> [SOURCE PASSAGE]
----------------------------------------

Antitumor activity of GNS561 was tested on a panel of cancer cell lines. Its effect on HCC CSCs subpopulation was assessed by flow cytometry (ALDH activity, CD133 expression) and by sphere formation assay. Tolerance and plasma and liver pharmacokinetic were evaluated after single and repeated dosing in mice and rats. In vivo GNS561 activity was tested in orthotopic mouse models.
GNS561 demonstrated autophagy inhibition and apoptosis induction activities related to lysosome disruption. It showed potent antitumor activity against a panel of human cancer cell lines. In HCC cell lines, GNS 561 was active on both whole populations (mean EC50 2µM) and subpopulations displaying CSC features (high ALDH and CD133 positivity). Further, GNS561 was effective against a panel of HCC tumors even from patients harboring sorafenib resistance. In mouse, GNS561 was found well tolerated and highly selectively trapped in the liver (exposure ratio liver/plasma about 170 animals), and showed a significant tumor growth inhibition in orthotopic HCC mouse models.

----------------------------------------

> [Referring expression pointing data]
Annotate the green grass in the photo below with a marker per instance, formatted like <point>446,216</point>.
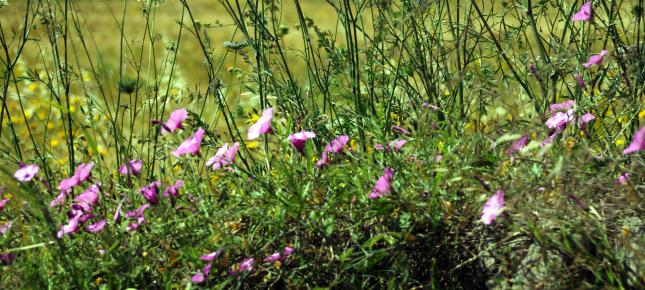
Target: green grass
<point>84,81</point>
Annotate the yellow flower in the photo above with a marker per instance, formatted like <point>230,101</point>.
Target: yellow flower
<point>252,145</point>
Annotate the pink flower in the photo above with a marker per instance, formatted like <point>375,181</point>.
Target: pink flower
<point>299,139</point>
<point>559,120</point>
<point>564,106</point>
<point>89,198</point>
<point>262,125</point>
<point>223,157</point>
<point>96,227</point>
<point>60,199</point>
<point>638,143</point>
<point>622,179</point>
<point>117,213</point>
<point>580,81</point>
<point>397,144</point>
<point>151,192</point>
<point>173,190</point>
<point>287,251</point>
<point>174,121</point>
<point>337,145</point>
<point>132,167</point>
<point>595,59</point>
<point>211,256</point>
<point>82,173</point>
<point>399,129</point>
<point>273,257</point>
<point>5,227</point>
<point>191,145</point>
<point>198,278</point>
<point>493,207</point>
<point>247,265</point>
<point>3,202</point>
<point>71,226</point>
<point>26,172</point>
<point>584,14</point>
<point>383,185</point>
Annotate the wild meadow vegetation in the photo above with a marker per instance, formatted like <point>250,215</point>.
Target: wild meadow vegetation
<point>322,144</point>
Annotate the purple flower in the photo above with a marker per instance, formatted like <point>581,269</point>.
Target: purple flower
<point>7,259</point>
<point>622,179</point>
<point>223,157</point>
<point>493,207</point>
<point>299,139</point>
<point>262,125</point>
<point>383,185</point>
<point>198,278</point>
<point>559,120</point>
<point>132,167</point>
<point>173,190</point>
<point>580,81</point>
<point>210,256</point>
<point>82,173</point>
<point>174,121</point>
<point>564,106</point>
<point>638,143</point>
<point>399,129</point>
<point>96,227</point>
<point>89,198</point>
<point>584,14</point>
<point>5,227</point>
<point>60,199</point>
<point>334,146</point>
<point>71,226</point>
<point>191,145</point>
<point>595,59</point>
<point>26,172</point>
<point>117,213</point>
<point>273,257</point>
<point>247,265</point>
<point>287,251</point>
<point>151,192</point>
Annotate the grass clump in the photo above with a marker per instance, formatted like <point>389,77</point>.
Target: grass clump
<point>327,144</point>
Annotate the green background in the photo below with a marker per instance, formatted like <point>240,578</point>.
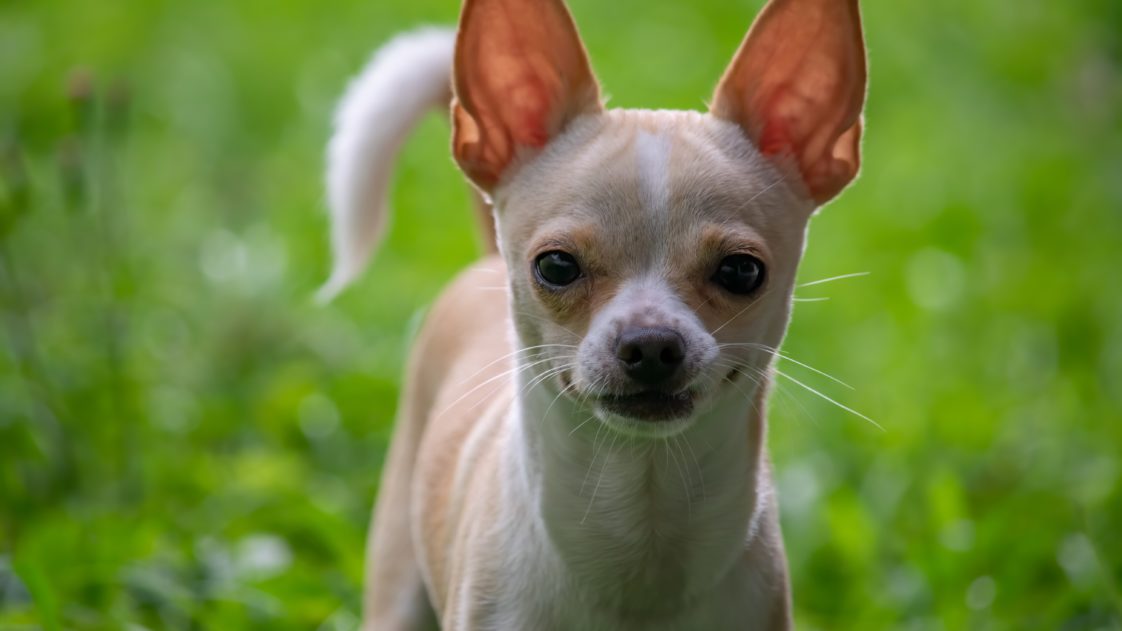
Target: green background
<point>186,441</point>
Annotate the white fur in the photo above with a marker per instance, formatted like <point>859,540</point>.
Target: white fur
<point>405,79</point>
<point>652,156</point>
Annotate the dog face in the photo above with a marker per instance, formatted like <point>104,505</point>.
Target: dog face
<point>662,246</point>
<point>652,254</point>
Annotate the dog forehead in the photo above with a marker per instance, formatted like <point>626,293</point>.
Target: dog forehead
<point>645,170</point>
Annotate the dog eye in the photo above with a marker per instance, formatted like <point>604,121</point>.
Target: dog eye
<point>739,274</point>
<point>557,267</point>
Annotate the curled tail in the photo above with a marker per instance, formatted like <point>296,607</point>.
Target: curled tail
<point>406,78</point>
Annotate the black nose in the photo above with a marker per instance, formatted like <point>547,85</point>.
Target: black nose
<point>651,356</point>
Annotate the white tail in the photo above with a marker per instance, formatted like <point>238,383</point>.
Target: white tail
<point>406,78</point>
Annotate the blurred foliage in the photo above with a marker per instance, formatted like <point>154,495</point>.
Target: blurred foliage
<point>187,442</point>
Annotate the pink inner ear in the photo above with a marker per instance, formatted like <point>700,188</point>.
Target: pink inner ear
<point>521,73</point>
<point>797,87</point>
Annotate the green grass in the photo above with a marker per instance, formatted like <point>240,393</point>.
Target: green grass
<point>187,442</point>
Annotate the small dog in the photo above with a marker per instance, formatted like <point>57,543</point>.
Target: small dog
<point>586,450</point>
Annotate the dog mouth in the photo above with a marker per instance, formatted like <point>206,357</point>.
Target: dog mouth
<point>651,405</point>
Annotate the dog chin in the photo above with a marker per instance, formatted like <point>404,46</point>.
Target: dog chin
<point>651,414</point>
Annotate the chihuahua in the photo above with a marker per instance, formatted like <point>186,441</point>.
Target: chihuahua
<point>585,448</point>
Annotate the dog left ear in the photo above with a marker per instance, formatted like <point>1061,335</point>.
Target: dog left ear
<point>520,75</point>
<point>797,87</point>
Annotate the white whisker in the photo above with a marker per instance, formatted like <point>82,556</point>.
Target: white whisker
<point>831,279</point>
<point>825,398</point>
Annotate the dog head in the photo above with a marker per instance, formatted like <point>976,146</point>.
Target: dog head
<point>652,255</point>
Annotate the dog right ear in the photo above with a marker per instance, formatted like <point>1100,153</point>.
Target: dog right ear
<point>521,73</point>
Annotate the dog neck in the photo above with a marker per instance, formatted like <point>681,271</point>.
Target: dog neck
<point>654,522</point>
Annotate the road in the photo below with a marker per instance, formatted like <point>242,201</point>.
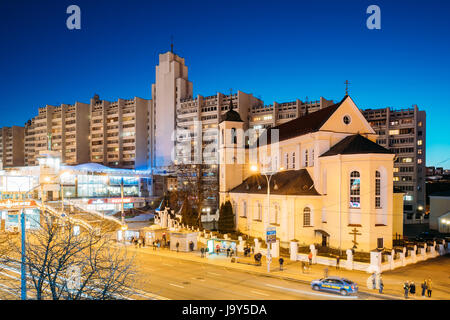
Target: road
<point>179,279</point>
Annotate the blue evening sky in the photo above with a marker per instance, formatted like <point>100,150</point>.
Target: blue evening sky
<point>277,50</point>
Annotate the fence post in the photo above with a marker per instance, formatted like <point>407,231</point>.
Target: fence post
<point>375,261</point>
<point>257,246</point>
<point>314,252</point>
<point>349,264</point>
<point>293,250</point>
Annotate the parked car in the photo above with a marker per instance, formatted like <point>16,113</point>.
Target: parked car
<point>427,235</point>
<point>335,284</point>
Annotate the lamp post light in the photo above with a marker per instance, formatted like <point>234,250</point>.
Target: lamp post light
<point>23,270</point>
<point>268,175</point>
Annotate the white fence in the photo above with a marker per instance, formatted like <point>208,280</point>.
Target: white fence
<point>394,260</point>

----------------------------------------

> [PROBLEMS TO WORK ON]
• 1. Extract the wording of the GNS561 passage between "GNS561 demonstrated autophagy" and "HCC mouse models.", inclusive.
• 2. Summarize the GNS561 passage in two sentences.
The listing comes from a different source than the passage.

> [ANSWERS BELOW]
• 1.
GNS561 demonstrated autophagy inhibition and apoptosis induction activities related to lysosome disruption. It showed potent antitumor activity against a panel of human cancer cell lines. In HCC cell lines, GNS 561 was active on both whole populations (mean EC50 2µM) and subpopulations displaying CSC features (high ALDH and CD133 positivity). Further, GNS561 was effective against a panel of HCC tumors even from patients harboring sorafenib resistance. In mouse, GNS561 was found well tolerated and highly selectively trapped in the liver (exposure ratio liver/plasma about 170 animals), and showed a significant tumor growth inhibition in orthotopic HCC mouse models.

• 2. GNS561 was tested on cancer cell lines, on HCC cancer stem cell subpopulations, for tolerance and pharmacokinetics in mice and rats, and in orthotopic mouse models. It showed autophagy inhibition and apoptosis induction related to lysosome disruption, was active against HCC cells including CSC-like subpopulations and tumors from patients with sorafenib resistance, and in mice was well tolerated, selectively trapped in the liver, and significantly inhibited tumor growth.